### À FAIRE
- a) Résumez en deux phrases le texte sur la mort et le jugement.
- b) Recopiez le passage du texte sur la mort et le jugement qui s'ouvre sur les mots contenant "Une première certitude : la" et se termine par "vers la mort.".
━━━ TEXTE CHOISI
Une première certitude : la mort physique. Elle fait horreur. On n’aime pas en parler. Cependant, ainsi que l’a dit Benjamin Franklin, rien n’est aussi certain. C’est l’expérience quotidienne. À chaque seconde, tous, même les plus jeunes, nous avançons vers la mort.

Une seconde certitude, niée par beaucoup d’occidentaux, mais reconnue depuis l’Égypte ancienne et la Rome antique, sans omettre le livre tibétain des morts ou le Coran : le jugement ! L’Écriture en parle abondamment. Cela fait frissonner, baisser la voix. Mais à vrai dire, les personnes qui croient en ce jugement, non-chrétiennes ou même chrétiennes (c’est-à-dire disciples de Jésus), pensent-elles autant à ce terrible moment qu’à... leur prochain week-end, à la “fête” de Noël, la maison à acheter, les grandes vacances, les enfants ou petits-enfants à élever, plus tard à visiter ?

Le jugement, “doctrine oubliée” (G. Millon), est cependant, on l’a dit, très souvent mentionné dans la Parole de Dieu. Le serviteur fidèle doit annoncer la lumière, mais aussi – avec douleur – les ténèbres, ce qui réjouit comme ce qui (avec raison ?) inquiète, donc et avec l’Écriture, présenter le cadre du jugement, puis le jugement lui-même, avant de proposer en terminant quelques réflexions.
━━━━━━
━━━ INFORMATIONS FOURNIES
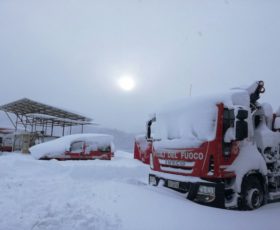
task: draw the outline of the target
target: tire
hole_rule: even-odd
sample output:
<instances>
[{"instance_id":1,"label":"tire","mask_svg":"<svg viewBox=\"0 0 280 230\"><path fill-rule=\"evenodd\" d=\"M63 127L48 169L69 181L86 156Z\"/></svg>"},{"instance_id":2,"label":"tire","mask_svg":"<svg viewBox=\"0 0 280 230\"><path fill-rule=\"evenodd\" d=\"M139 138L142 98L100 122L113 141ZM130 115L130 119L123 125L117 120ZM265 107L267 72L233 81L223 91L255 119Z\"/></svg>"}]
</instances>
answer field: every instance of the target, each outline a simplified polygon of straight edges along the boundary
<instances>
[{"instance_id":1,"label":"tire","mask_svg":"<svg viewBox=\"0 0 280 230\"><path fill-rule=\"evenodd\" d=\"M254 210L264 203L264 190L258 177L248 176L243 179L241 189L241 210Z\"/></svg>"}]
</instances>

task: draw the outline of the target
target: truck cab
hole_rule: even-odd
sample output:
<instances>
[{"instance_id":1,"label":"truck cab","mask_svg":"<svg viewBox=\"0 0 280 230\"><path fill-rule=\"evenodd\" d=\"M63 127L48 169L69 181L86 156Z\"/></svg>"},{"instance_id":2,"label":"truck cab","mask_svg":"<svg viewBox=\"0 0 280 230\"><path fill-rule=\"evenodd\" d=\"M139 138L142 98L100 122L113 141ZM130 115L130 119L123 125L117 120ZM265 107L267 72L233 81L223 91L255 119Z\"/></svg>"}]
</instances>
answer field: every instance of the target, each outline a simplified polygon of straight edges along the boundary
<instances>
[{"instance_id":1,"label":"truck cab","mask_svg":"<svg viewBox=\"0 0 280 230\"><path fill-rule=\"evenodd\" d=\"M262 87L187 98L158 112L149 183L225 208L255 209L278 198L278 119L257 103Z\"/></svg>"}]
</instances>

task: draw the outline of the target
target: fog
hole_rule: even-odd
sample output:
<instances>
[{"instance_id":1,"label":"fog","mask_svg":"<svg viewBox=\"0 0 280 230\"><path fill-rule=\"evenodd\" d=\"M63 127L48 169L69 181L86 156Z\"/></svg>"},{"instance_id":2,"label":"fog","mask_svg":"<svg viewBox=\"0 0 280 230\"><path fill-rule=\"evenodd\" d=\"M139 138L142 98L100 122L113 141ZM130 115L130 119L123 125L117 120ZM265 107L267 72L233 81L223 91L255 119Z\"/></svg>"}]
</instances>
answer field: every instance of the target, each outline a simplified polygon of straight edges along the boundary
<instances>
[{"instance_id":1,"label":"fog","mask_svg":"<svg viewBox=\"0 0 280 230\"><path fill-rule=\"evenodd\" d=\"M264 80L276 109L279 12L277 0L0 0L0 105L27 97L137 133L190 88Z\"/></svg>"}]
</instances>

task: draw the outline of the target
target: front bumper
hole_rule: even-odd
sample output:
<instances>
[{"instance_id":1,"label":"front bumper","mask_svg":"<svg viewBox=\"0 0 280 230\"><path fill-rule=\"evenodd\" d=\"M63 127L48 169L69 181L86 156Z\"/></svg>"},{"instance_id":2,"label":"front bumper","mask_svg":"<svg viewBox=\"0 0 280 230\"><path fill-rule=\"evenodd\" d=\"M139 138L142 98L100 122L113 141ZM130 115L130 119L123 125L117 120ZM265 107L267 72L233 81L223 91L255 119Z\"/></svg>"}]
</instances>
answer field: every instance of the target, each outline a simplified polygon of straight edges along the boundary
<instances>
[{"instance_id":1,"label":"front bumper","mask_svg":"<svg viewBox=\"0 0 280 230\"><path fill-rule=\"evenodd\" d=\"M149 174L149 184L171 188L181 193L187 193L187 199L207 206L225 207L225 188L219 182L183 182L170 180Z\"/></svg>"}]
</instances>

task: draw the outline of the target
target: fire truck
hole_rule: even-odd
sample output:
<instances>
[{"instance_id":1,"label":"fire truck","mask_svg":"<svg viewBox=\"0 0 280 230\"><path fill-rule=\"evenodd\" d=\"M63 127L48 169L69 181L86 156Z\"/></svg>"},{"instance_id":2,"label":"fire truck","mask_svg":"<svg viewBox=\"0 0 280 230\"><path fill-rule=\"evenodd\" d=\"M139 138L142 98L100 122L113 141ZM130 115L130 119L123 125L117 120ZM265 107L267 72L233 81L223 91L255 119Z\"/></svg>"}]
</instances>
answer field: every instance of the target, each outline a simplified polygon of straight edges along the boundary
━━━━━━
### CORRIGÉ DES EXERCICES
- a) Le texte pose deux certitudes : la mort physique, qui fait horreur mais vers laquelle chacun avance à chaque seconde, et le jugement, nié par beaucoup d'Occidentaux mais reconnu depuis l'Égypte ancienne et souvent mentionné dans l'Écriture. Il affirme que le serviteur fidèle doit annoncer aussi les ténèbres, et donc présenter le cadre du jugement puis le jugement lui-même, avant de proposer quelques réflexions.

- b)
Une première certitude : la mort physique. Elle fait horreur. On n’aime pas en parler. Cependant, ainsi que l’a dit Benjamin Franklin, rien n’est aussi certain. C’est l’expérience quotidienne. À chaque seconde, tous, même les plus jeunes, nous avançons vers la mort.